(Excerpts from bounding box data)
▼

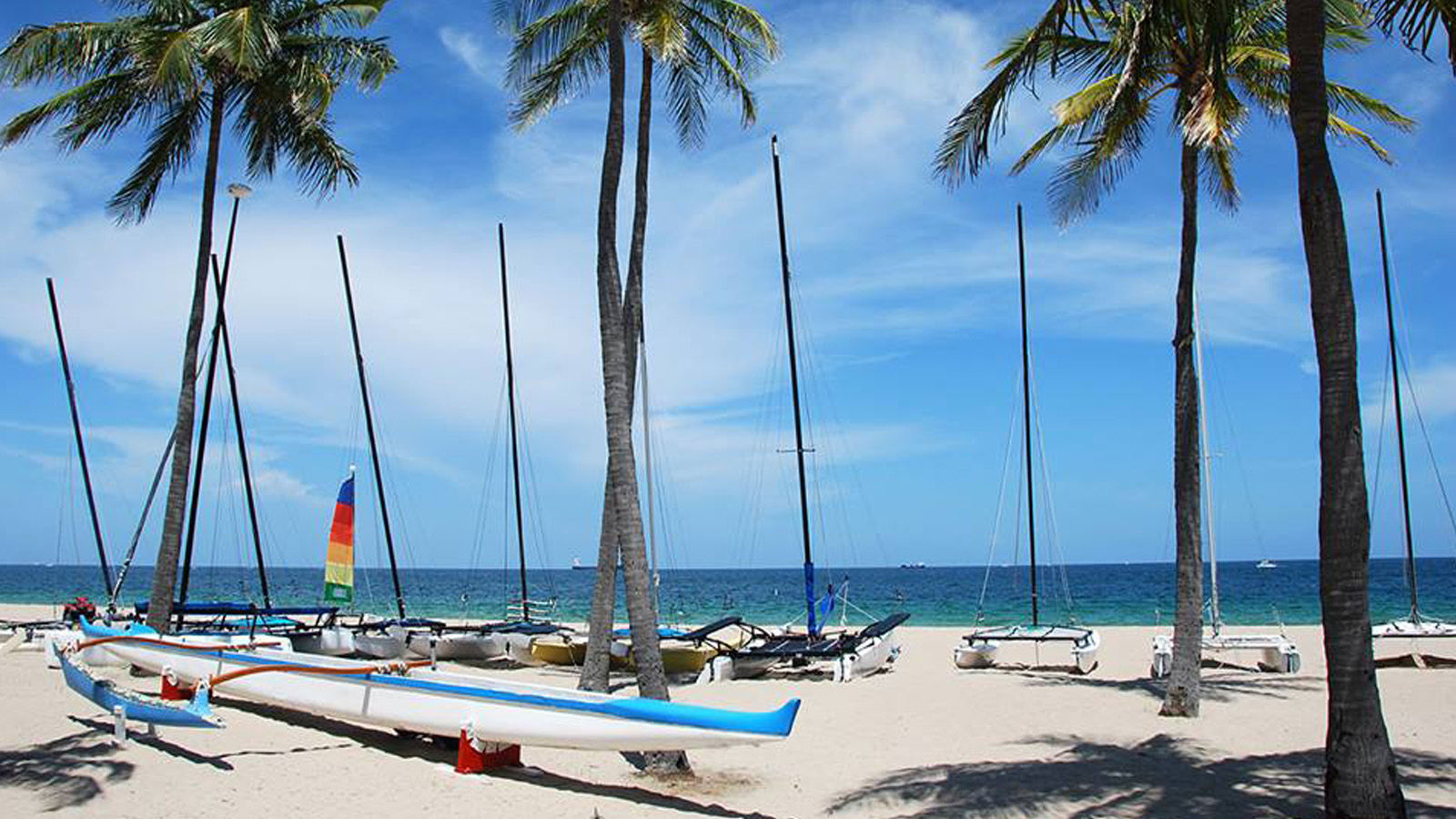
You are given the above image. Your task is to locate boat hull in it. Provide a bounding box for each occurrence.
[79,621,798,751]
[291,627,355,657]
[410,631,505,662]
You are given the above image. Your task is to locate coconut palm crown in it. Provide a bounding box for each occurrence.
[935,0,1415,223]
[497,0,779,147]
[0,0,396,221]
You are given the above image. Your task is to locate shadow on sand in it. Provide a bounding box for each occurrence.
[226,700,772,819]
[1012,663,1323,703]
[0,730,134,812]
[828,734,1456,819]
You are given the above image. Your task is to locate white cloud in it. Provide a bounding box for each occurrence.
[439,26,500,83]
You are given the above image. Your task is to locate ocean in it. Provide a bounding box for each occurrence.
[0,558,1456,625]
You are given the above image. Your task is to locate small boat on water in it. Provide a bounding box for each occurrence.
[82,622,799,751]
[951,204,1102,674]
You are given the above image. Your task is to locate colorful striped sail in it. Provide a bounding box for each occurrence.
[323,470,354,603]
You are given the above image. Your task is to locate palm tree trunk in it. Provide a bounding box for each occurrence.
[585,32,687,773]
[1159,143,1203,717]
[577,48,652,691]
[147,85,228,631]
[1284,0,1405,816]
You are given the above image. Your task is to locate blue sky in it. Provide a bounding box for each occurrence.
[0,0,1456,567]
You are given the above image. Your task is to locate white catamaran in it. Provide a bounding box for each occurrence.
[1370,191,1456,652]
[1152,288,1299,678]
[66,621,799,751]
[952,206,1102,673]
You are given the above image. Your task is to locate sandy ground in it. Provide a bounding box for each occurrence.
[0,597,1456,819]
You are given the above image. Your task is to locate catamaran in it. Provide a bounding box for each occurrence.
[699,136,910,682]
[1370,191,1456,650]
[410,223,570,666]
[1152,289,1300,678]
[952,206,1102,673]
[56,621,799,751]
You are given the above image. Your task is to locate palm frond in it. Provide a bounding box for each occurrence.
[1330,114,1395,165]
[934,0,1090,188]
[1369,0,1456,75]
[106,86,211,223]
[1198,145,1239,213]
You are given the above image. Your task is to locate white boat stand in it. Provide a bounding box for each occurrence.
[111,705,158,744]
[456,723,521,774]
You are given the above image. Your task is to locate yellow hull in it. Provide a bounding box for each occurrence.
[531,637,628,669]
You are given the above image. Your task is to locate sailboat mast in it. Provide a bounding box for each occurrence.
[180,190,252,609]
[638,324,662,612]
[213,254,272,609]
[177,248,238,612]
[46,278,111,591]
[1192,296,1223,626]
[772,134,818,637]
[1016,204,1041,625]
[497,223,531,621]
[338,236,405,620]
[1374,191,1421,622]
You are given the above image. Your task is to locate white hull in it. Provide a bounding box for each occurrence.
[1370,620,1456,640]
[697,631,900,683]
[354,625,410,660]
[951,625,1102,673]
[84,621,798,751]
[291,627,354,657]
[500,634,546,666]
[410,631,505,662]
[1152,634,1300,679]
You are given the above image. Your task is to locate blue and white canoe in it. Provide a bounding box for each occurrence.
[56,650,223,729]
[83,622,799,751]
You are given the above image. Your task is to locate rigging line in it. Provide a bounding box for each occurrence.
[1405,347,1456,544]
[1204,339,1269,557]
[1369,335,1390,526]
[519,405,556,598]
[1390,258,1456,544]
[976,376,1016,622]
[1031,354,1076,618]
[469,379,505,571]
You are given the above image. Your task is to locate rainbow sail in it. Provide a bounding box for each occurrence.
[323,470,354,603]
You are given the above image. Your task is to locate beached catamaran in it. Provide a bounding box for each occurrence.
[1371,191,1456,650]
[1152,298,1300,678]
[410,223,565,666]
[952,204,1102,673]
[66,622,799,755]
[696,136,910,682]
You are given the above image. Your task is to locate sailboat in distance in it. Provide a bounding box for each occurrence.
[952,204,1102,673]
[693,136,910,682]
[1370,191,1456,650]
[1152,296,1300,678]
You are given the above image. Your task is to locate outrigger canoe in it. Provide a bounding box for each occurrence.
[82,622,799,751]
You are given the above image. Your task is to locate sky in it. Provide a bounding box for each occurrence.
[0,0,1456,569]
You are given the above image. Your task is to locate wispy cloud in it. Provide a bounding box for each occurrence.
[440,26,500,83]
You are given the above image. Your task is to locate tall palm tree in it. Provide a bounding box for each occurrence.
[0,0,396,631]
[497,0,777,708]
[1286,0,1456,816]
[936,0,1414,717]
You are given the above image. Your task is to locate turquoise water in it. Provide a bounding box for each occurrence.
[0,558,1456,625]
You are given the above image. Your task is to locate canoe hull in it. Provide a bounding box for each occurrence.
[86,621,798,751]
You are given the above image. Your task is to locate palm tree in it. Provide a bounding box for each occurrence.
[936,0,1414,717]
[1286,0,1456,816]
[0,0,396,631]
[498,0,777,708]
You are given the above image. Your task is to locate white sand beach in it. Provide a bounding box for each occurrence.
[0,597,1456,819]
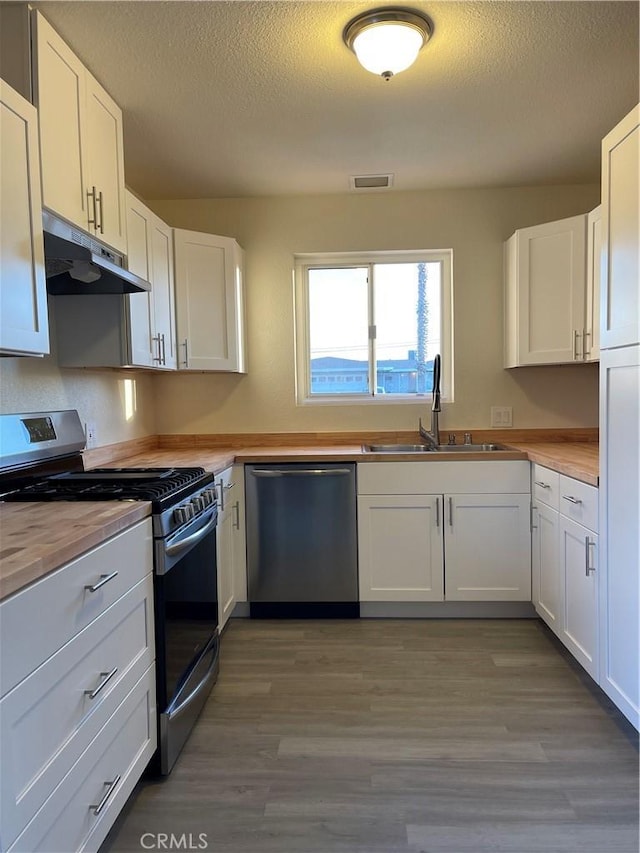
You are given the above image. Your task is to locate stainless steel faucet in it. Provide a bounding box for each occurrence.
[418,354,442,450]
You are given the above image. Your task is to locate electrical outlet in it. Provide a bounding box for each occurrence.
[84,421,98,448]
[491,406,513,429]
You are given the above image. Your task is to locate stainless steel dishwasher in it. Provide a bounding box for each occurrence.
[245,463,360,618]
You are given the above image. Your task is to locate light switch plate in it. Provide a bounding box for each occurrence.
[491,406,513,429]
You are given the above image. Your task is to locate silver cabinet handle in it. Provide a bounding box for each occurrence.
[84,572,118,592]
[94,187,104,234]
[89,774,122,817]
[584,536,596,577]
[151,335,162,364]
[573,329,582,361]
[84,666,118,699]
[87,187,98,231]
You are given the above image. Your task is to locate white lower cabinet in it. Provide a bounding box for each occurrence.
[532,465,599,680]
[215,465,247,631]
[358,461,531,602]
[444,494,531,601]
[560,515,598,679]
[0,519,157,853]
[358,495,444,601]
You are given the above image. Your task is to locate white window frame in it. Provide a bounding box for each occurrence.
[293,249,454,406]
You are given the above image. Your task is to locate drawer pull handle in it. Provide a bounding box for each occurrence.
[84,666,118,699]
[89,774,122,817]
[84,572,118,592]
[584,536,596,577]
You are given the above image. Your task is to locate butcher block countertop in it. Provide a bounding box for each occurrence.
[0,501,151,600]
[97,430,598,486]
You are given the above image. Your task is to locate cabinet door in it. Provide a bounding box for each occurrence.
[531,504,562,634]
[599,346,640,728]
[34,12,88,230]
[444,495,531,601]
[584,205,602,361]
[0,81,49,355]
[215,468,236,631]
[600,106,640,349]
[82,72,127,252]
[174,229,244,373]
[559,515,598,679]
[231,465,247,601]
[150,215,178,370]
[126,193,159,367]
[358,495,443,601]
[510,216,586,366]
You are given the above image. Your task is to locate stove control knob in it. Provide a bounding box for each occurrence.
[173,506,189,524]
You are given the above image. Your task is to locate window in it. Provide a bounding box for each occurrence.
[295,250,453,403]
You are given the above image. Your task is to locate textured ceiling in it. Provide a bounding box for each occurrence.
[27,0,639,199]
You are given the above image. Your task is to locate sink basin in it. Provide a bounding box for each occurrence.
[438,444,506,453]
[362,444,506,453]
[362,444,435,453]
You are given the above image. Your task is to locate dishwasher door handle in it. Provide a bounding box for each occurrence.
[251,468,351,477]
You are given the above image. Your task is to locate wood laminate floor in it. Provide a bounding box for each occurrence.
[101,619,638,853]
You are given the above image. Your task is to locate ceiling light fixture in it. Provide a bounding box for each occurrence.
[342,8,433,80]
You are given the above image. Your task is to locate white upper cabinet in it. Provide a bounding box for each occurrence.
[584,210,602,361]
[504,215,587,367]
[126,192,177,370]
[174,228,245,373]
[600,105,640,349]
[34,12,126,252]
[0,80,49,355]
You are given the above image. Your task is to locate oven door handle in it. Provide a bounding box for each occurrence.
[166,643,218,722]
[164,513,218,557]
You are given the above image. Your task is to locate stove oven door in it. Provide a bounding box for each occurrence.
[155,506,219,775]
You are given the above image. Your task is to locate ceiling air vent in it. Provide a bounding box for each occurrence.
[349,175,393,190]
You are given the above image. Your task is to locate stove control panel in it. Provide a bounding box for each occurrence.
[173,488,216,525]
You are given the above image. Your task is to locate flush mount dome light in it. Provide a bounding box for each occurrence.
[342,9,433,80]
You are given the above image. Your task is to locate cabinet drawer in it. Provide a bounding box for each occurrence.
[560,474,598,533]
[531,465,560,509]
[0,574,155,844]
[0,518,153,696]
[8,666,157,853]
[358,460,531,495]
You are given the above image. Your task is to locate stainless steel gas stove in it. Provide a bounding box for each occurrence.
[0,410,219,774]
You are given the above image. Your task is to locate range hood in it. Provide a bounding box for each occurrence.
[42,210,151,296]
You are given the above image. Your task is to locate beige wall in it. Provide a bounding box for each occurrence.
[150,185,599,433]
[0,296,156,446]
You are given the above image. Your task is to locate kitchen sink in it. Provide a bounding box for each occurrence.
[362,444,435,453]
[438,444,507,453]
[362,444,507,453]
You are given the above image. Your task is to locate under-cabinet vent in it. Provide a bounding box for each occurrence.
[349,174,393,190]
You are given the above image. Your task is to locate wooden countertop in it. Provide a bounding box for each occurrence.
[0,501,151,600]
[107,441,598,486]
[0,435,598,599]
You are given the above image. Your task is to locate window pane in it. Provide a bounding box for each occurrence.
[373,262,441,394]
[309,267,369,395]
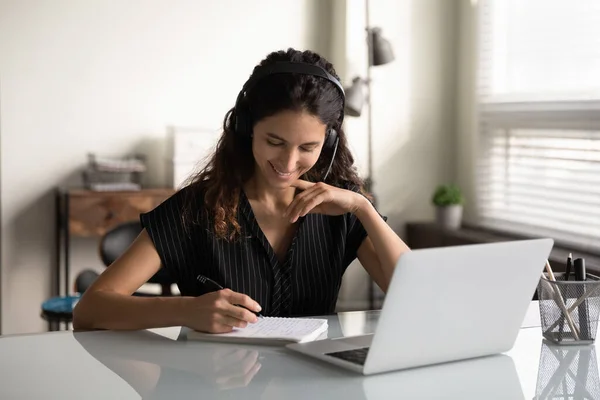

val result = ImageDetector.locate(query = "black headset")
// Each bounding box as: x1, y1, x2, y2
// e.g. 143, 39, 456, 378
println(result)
233, 61, 346, 180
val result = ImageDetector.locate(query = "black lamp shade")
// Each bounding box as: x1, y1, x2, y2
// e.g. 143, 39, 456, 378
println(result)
344, 77, 365, 117
370, 28, 394, 65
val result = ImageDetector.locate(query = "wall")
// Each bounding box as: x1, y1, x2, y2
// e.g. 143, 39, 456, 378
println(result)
336, 0, 460, 308
0, 0, 331, 334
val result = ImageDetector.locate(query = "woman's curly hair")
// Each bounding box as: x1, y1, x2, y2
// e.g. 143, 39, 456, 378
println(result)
183, 49, 364, 240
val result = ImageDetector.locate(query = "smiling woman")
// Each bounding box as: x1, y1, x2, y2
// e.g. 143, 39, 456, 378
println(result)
69, 49, 408, 332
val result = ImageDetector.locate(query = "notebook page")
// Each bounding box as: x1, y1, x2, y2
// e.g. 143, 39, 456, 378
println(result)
188, 317, 327, 342
223, 317, 326, 340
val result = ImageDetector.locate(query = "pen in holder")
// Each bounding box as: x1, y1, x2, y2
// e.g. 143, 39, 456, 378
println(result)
538, 273, 600, 344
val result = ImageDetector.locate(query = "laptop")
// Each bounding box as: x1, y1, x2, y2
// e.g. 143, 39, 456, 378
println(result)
286, 239, 554, 375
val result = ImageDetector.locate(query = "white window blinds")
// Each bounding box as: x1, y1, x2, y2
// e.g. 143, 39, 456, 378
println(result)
476, 0, 600, 251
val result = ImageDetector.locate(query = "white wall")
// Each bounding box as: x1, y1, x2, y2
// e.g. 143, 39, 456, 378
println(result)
335, 0, 459, 308
0, 0, 330, 334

▲

▶ _What this task involves_: Which lines in the bounding box data above contain the string "control"? Copy out each of those lines and leave out the rest.

▶ _Full output_:
You are given the above image. Your task is to locate stove control knob in it. Provide a bounding box for each occurrence.
You are given the above image. Your task is to locate stove control panel in it. Provide a bounding box for each occurrence.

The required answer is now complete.